[[ TEXT UNDER STUDY open ]]

Shonda Rhimes Law Drama Attacks Racially 'Biased' Data, Blames 'Slavery,' 'Reaganomics'

March 28th, 2018 12:43 AM

ABC’s newest show For The People is quickly working its way through the Social Justice Warrior checklist. We’re only on the third episode, and already they're discussing both racial bias and illegal immigration at the same time. Here I thought we'd only have to deal with items on the liberal agenda one at a time. This might be too much even for a Shonda Rhimes show!

In the March 27 episode “18 Miles Outside of Roanoke,” Allison (Jasmin Savoy Brown) handles a case involving an African-American in possession of a firearm. In this particular case, the judge utilizes a new evaluation algorithm system known as EVALUATE to determine Allison’s client’s potential recidivism rate. To her shock and offense, Allison thinks that EVALUATE’s algorithm could be biased. That’s right. A computer data system is now racist.



Allison: This algorithm Barish wants to use is so far from objective I can't even find a word to describe it.

Jill: Subjective? It's called EVALUATE?

Allison: I evaluated EVALUATE, and Keenan is now twice as likely to get a max sentence just because he's black, from Mott Haven, and dropped out of high school at 15.

Jill: I've heard of these programs. They're intended to remove bias.

Allison: The data is biased. A computer doesn't know that Mott Haven is policed at a significantly higher rate than Riverdale.

Jill: Maybe it does know.

Allison: But it can't possibly know why. This software has no historical context. It can't account for slavery, Jim Crow, Reaganomics, the war on drugs, a crumbling education system –

Jill: 10 more seconds.

Allison: What?

Jill: 10 more seconds of preaching to the choir, and then you have to decide what to do. You have to defend Keenan as vigorously as you can, of course, but you also have to consider whether Judge Barish is going to listen to you, whether she’s dug in, whether your digging in is gonna make it worse for Keenan. You have to be realistic.

Allison: Keenan didn't finish high school because his mom's MS went into hyperdrive. He had to work so his brother could keep playing travel football. Keenan thinks his brother can get a college scholarship, and if he lived one block over, he'd be in a better zip code, according to that stupid machine.

Jill: Then you've decided. Good. Fight the machine.

As usual, we get the liberal cry that black and Latinos are disproportionally sentenced more than white people without a single mention of the fact that they are disproportionally more likely to commit more crimes. It’s only because of Jim Crow laws, slavery, and somehow Reaganomics. 

Meanwhile, public defender Sandra Bell (Britt Robertson) and prosecuting attorney Kate Littlejohn (Susannah Flood) take on opposing sides of a case involving a woman leaking classified information to the public.

The woman’s reason, it is revealed, is that she discovered the government is hijacking medical records to find and deport illegal immigrants. Now, leaking classified information is a huge criminal offense no matter what the reason, but that never seems to occur to defense lawyer Sandra.



Sandra: 24 hours ago, the FBI arrested a young woman for telling the truth, that in the false name of anti-terrorism, the United States government has been illegally accessing the confidential medical records of millions of Americans in order to identify and deport undocumented immigrants. The government tried to keep this program a secret, and now it's trying to keep this arrest a secret, but this is America. My client's name is Dani Rios. She's a hero. Not a criminal.

[[ TEXT UNDER STUDY closed ]]

**YOUR TASK**
Answer these questions about the article on the show For The People:
(a) What is the name of the algorithm system the judge uses in Allison's case?
(b) Which actor plays public defender Sandra Bell?
(c) What is the name of Sandra's client?
The records play no part in the task on this article.

[[ DATA FOR ANALYSIS open ]]

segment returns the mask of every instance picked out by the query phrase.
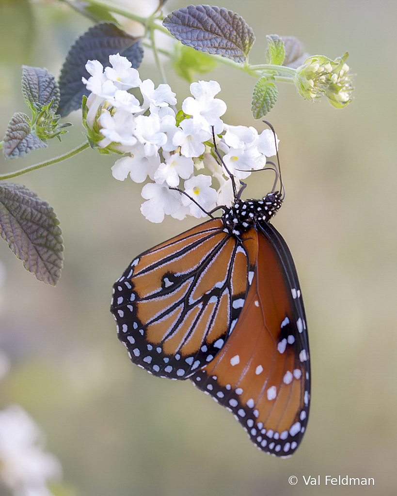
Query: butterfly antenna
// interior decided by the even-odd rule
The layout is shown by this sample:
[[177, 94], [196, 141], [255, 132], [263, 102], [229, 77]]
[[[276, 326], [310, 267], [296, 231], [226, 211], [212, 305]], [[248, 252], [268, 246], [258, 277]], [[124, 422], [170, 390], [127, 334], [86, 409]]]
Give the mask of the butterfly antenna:
[[219, 160], [220, 160], [221, 163], [226, 169], [226, 172], [228, 173], [228, 174], [229, 174], [229, 176], [230, 178], [230, 179], [231, 179], [232, 180], [232, 186], [233, 186], [233, 195], [235, 198], [237, 198], [237, 190], [236, 188], [236, 182], [234, 181], [234, 176], [233, 175], [231, 172], [230, 172], [230, 171], [226, 166], [226, 164], [225, 164], [224, 162], [223, 162], [223, 159], [222, 159], [222, 157], [221, 157], [219, 152], [218, 151], [218, 148], [216, 146], [216, 143], [215, 141], [215, 131], [214, 130], [214, 126], [213, 125], [211, 126], [211, 129], [212, 130], [212, 139], [213, 140], [214, 142], [214, 148], [215, 148], [215, 153], [218, 156]]
[[[274, 173], [274, 174], [276, 175], [275, 178], [274, 179], [274, 182], [273, 183], [273, 187], [271, 188], [271, 192], [272, 193], [274, 193], [274, 190], [276, 188], [276, 186], [277, 186], [277, 183], [278, 182], [278, 181], [280, 180], [280, 175], [278, 173], [278, 171], [277, 171], [277, 168], [276, 167], [276, 164], [274, 163], [274, 162], [271, 162], [270, 160], [268, 160], [266, 162], [266, 165], [267, 165], [267, 164], [270, 164], [270, 165], [272, 165], [273, 167], [264, 167], [263, 169], [253, 169], [253, 170], [252, 171], [250, 171], [250, 173], [252, 173], [252, 172], [262, 172], [262, 171], [272, 171]], [[241, 169], [236, 169], [236, 171], [241, 171], [242, 172], [246, 172], [246, 171], [243, 171]], [[240, 197], [241, 196], [241, 193], [242, 193], [243, 190], [245, 188], [246, 186], [247, 186], [247, 185], [245, 184], [245, 183], [243, 183], [242, 181], [240, 181], [240, 184], [241, 185], [242, 187], [241, 188], [241, 189], [239, 191], [238, 193], [237, 193], [237, 198], [238, 199], [240, 199]]]
[[214, 212], [215, 210], [216, 210], [216, 209], [215, 209], [213, 210], [211, 210], [211, 212], [207, 212], [207, 211], [205, 209], [203, 208], [201, 206], [201, 205], [200, 205], [200, 204], [198, 202], [196, 201], [194, 198], [192, 198], [190, 196], [190, 195], [188, 194], [188, 193], [186, 191], [182, 191], [182, 190], [180, 189], [179, 187], [172, 187], [171, 186], [168, 186], [168, 189], [174, 189], [175, 191], [179, 191], [180, 193], [182, 193], [182, 194], [184, 194], [185, 196], [187, 196], [190, 200], [191, 200], [194, 203], [196, 203], [196, 204], [198, 206], [198, 207], [199, 208], [201, 209], [201, 210], [202, 210], [202, 211], [204, 212], [204, 214], [205, 214], [206, 215], [208, 215], [208, 217], [210, 217], [211, 219], [215, 218], [213, 215], [211, 215], [211, 212]]
[[277, 157], [277, 168], [278, 169], [278, 175], [279, 176], [280, 178], [280, 187], [281, 188], [282, 188], [282, 198], [281, 198], [281, 200], [282, 200], [284, 199], [284, 198], [285, 196], [285, 188], [284, 187], [284, 184], [283, 183], [282, 180], [281, 179], [281, 168], [280, 167], [280, 159], [278, 157], [278, 150], [277, 149], [277, 138], [276, 137], [276, 133], [275, 131], [274, 130], [274, 128], [273, 127], [273, 126], [270, 124], [269, 122], [268, 122], [267, 121], [264, 121], [263, 122], [265, 123], [265, 124], [267, 124], [267, 125], [269, 126], [269, 127], [270, 127], [270, 128], [271, 129], [271, 131], [273, 132], [273, 135], [274, 137], [274, 144], [276, 147], [276, 156]]

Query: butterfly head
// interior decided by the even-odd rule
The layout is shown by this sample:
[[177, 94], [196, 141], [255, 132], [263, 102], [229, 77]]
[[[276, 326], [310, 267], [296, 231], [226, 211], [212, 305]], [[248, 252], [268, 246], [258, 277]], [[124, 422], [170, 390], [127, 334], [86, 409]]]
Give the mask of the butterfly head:
[[224, 207], [222, 220], [230, 234], [239, 237], [260, 221], [268, 222], [281, 206], [278, 191], [268, 193], [262, 200], [236, 200], [232, 207]]

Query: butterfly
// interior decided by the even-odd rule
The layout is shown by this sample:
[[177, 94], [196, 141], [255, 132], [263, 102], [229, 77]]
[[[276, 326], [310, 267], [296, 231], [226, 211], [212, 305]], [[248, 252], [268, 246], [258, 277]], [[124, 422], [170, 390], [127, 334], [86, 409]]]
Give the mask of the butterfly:
[[308, 422], [310, 364], [296, 270], [269, 223], [283, 199], [274, 187], [247, 200], [235, 187], [220, 217], [134, 258], [111, 311], [133, 363], [190, 379], [260, 449], [288, 457]]

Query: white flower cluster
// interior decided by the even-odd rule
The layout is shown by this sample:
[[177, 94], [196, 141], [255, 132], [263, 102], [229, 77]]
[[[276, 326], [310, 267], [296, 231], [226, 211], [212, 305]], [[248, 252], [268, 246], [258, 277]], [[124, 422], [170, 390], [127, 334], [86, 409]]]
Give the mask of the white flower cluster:
[[[0, 261], [0, 304], [5, 278]], [[9, 369], [8, 360], [0, 350], [0, 379]], [[14, 496], [54, 496], [47, 482], [60, 478], [62, 470], [58, 459], [44, 451], [43, 439], [41, 431], [20, 406], [0, 410], [0, 480]]]
[[[170, 187], [180, 188], [206, 211], [231, 205], [234, 197], [228, 171], [237, 180], [244, 179], [275, 154], [269, 129], [259, 134], [254, 127], [229, 125], [221, 120], [226, 105], [215, 98], [220, 91], [216, 81], [192, 83], [193, 97], [185, 99], [182, 112], [177, 114], [175, 94], [168, 84], [155, 88], [150, 79], [141, 81], [131, 62], [118, 54], [109, 61], [112, 67], [104, 70], [98, 61], [85, 66], [91, 75], [82, 80], [91, 93], [84, 125], [91, 141], [101, 148], [129, 154], [112, 168], [116, 179], [124, 181], [129, 174], [136, 183], [148, 176], [153, 182], [145, 185], [141, 193], [146, 201], [141, 211], [151, 222], [161, 222], [165, 214], [177, 219], [205, 216], [188, 196]], [[138, 87], [142, 103], [128, 91]], [[212, 128], [227, 170], [215, 158]], [[212, 187], [211, 176], [195, 175], [205, 167], [216, 179], [217, 189]]]
[[42, 447], [43, 434], [33, 420], [14, 405], [0, 411], [0, 474], [15, 496], [53, 496], [49, 479], [59, 479], [58, 459]]

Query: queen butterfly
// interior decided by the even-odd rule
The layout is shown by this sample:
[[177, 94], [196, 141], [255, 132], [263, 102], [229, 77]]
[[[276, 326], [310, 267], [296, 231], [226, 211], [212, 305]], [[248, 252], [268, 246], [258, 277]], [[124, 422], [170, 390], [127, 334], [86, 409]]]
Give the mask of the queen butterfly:
[[221, 217], [134, 258], [111, 311], [132, 362], [190, 378], [260, 449], [288, 457], [309, 416], [305, 310], [289, 249], [269, 222], [281, 192], [243, 201], [241, 190]]

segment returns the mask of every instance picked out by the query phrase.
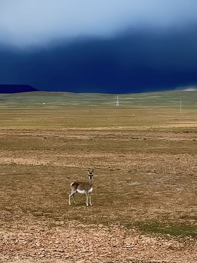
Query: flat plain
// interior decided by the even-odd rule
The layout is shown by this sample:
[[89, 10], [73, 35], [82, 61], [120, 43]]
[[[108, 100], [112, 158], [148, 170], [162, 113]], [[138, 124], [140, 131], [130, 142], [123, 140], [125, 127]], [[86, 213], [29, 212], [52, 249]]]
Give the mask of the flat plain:
[[196, 92], [2, 95], [0, 262], [197, 262]]

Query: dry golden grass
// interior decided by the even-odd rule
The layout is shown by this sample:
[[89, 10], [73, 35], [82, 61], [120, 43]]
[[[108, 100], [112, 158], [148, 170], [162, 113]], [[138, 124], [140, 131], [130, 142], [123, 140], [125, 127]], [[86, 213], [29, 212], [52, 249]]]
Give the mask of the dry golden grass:
[[[1, 262], [197, 262], [195, 113], [18, 111], [0, 126]], [[69, 206], [88, 168], [93, 206]]]

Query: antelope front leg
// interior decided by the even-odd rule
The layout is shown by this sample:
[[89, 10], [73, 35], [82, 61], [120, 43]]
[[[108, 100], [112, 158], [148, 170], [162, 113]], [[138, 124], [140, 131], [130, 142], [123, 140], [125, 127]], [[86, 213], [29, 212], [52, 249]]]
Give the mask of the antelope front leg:
[[74, 199], [74, 195], [75, 194], [73, 194], [72, 196], [73, 197], [73, 200], [74, 200], [74, 203], [75, 204], [75, 205], [77, 205], [77, 204], [76, 202], [76, 201], [75, 201], [75, 199]]
[[88, 202], [87, 202], [87, 200], [88, 200], [88, 195], [88, 195], [88, 194], [86, 192], [86, 205], [87, 206], [87, 207], [88, 207]]

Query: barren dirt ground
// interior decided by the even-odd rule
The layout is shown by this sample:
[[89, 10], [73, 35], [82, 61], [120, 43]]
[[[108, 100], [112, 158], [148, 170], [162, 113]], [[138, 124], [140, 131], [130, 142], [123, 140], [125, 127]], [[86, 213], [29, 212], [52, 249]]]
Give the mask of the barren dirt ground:
[[[197, 262], [197, 118], [0, 114], [0, 262]], [[93, 206], [68, 203], [94, 169]]]

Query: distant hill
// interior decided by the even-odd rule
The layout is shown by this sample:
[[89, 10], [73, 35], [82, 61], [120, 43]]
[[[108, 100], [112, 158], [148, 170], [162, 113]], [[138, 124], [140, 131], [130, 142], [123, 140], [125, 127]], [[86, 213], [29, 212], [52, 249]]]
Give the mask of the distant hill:
[[20, 93], [38, 91], [38, 90], [29, 85], [0, 84], [0, 94]]

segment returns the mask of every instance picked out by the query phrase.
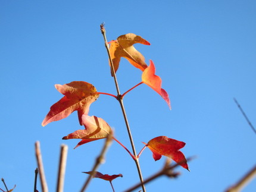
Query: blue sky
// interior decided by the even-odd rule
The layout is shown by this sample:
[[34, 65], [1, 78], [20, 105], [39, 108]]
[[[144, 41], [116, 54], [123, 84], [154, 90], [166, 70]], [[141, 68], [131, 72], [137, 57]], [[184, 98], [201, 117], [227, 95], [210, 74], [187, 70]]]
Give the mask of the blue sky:
[[[147, 191], [223, 191], [255, 164], [256, 137], [233, 101], [256, 125], [256, 2], [254, 1], [1, 1], [0, 2], [0, 177], [16, 191], [32, 190], [36, 167], [34, 144], [40, 142], [50, 191], [55, 189], [60, 146], [68, 146], [65, 191], [79, 191], [104, 141], [73, 148], [62, 140], [82, 128], [76, 112], [45, 127], [41, 122], [63, 95], [55, 84], [85, 81], [115, 94], [99, 25], [108, 41], [121, 34], [141, 36], [151, 45], [135, 45], [152, 59], [172, 110], [146, 85], [127, 94], [124, 105], [137, 151], [160, 136], [184, 141], [181, 151], [191, 172], [175, 180], [160, 178]], [[141, 81], [141, 71], [122, 59], [117, 73], [121, 92]], [[101, 95], [90, 115], [104, 118], [130, 147], [121, 109]], [[140, 158], [146, 178], [161, 168], [145, 150]], [[136, 166], [113, 143], [99, 171], [122, 174], [116, 191], [137, 183]], [[0, 188], [4, 185], [0, 184]], [[256, 188], [256, 180], [243, 190]], [[39, 191], [40, 188], [38, 187]], [[111, 191], [94, 179], [87, 191]]]

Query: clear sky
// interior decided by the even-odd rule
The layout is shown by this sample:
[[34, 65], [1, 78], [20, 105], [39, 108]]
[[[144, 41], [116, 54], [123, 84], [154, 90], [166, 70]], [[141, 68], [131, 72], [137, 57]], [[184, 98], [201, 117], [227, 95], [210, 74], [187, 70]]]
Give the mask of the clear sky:
[[[40, 142], [50, 191], [55, 190], [60, 146], [68, 146], [65, 191], [79, 191], [104, 141], [73, 148], [80, 140], [62, 140], [83, 128], [77, 113], [45, 127], [41, 122], [63, 95], [55, 84], [85, 81], [115, 94], [99, 30], [108, 41], [121, 34], [141, 36], [151, 45], [135, 45], [152, 59], [172, 110], [154, 90], [141, 85], [124, 97], [137, 151], [142, 141], [166, 136], [186, 143], [181, 151], [191, 172], [179, 167], [175, 180], [162, 177], [147, 191], [223, 191], [256, 163], [256, 135], [233, 100], [256, 126], [256, 2], [255, 1], [0, 1], [0, 177], [15, 191], [33, 190], [34, 144]], [[125, 59], [117, 78], [123, 93], [141, 81], [141, 71]], [[104, 118], [131, 149], [117, 100], [101, 95], [89, 115]], [[146, 178], [162, 168], [145, 150], [140, 158]], [[135, 165], [113, 143], [98, 169], [110, 175], [116, 191], [137, 183]], [[0, 188], [4, 185], [0, 184]], [[252, 181], [243, 191], [256, 188]], [[39, 186], [39, 191], [41, 191]], [[93, 179], [88, 191], [111, 191]]]

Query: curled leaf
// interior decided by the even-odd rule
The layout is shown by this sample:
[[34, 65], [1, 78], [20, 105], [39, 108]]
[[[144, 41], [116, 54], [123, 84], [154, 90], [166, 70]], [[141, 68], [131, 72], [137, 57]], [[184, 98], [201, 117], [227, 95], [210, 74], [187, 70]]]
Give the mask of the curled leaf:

[[ DATA FOR ANALYSIS closed ]]

**YOUR SOLUTION**
(a) EVALUATE
(b) Britt Robertson
(c) Dani Rios